Data to use:
------------
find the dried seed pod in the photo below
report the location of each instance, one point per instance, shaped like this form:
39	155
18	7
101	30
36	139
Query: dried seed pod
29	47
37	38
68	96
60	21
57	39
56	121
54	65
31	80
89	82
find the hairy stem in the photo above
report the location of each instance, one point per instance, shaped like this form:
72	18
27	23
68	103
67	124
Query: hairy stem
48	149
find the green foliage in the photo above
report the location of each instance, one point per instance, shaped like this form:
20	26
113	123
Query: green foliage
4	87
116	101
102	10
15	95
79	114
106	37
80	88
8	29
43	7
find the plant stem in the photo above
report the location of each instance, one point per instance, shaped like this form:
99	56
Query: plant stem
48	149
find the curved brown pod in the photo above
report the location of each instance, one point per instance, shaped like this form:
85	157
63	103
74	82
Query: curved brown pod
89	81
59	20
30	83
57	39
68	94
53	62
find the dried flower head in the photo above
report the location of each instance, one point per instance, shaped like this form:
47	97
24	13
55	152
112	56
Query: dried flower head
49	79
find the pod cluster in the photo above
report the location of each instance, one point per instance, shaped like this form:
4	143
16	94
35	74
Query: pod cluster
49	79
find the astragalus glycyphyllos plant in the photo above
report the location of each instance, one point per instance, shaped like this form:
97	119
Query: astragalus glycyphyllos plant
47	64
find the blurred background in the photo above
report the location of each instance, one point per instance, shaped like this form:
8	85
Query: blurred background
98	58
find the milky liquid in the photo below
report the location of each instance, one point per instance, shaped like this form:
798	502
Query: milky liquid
------------
Your objective: Please go through the listing and return each line that has "below" in it.

Result:
find the dried seed pod in the photo below
find the milky liquid in the photo below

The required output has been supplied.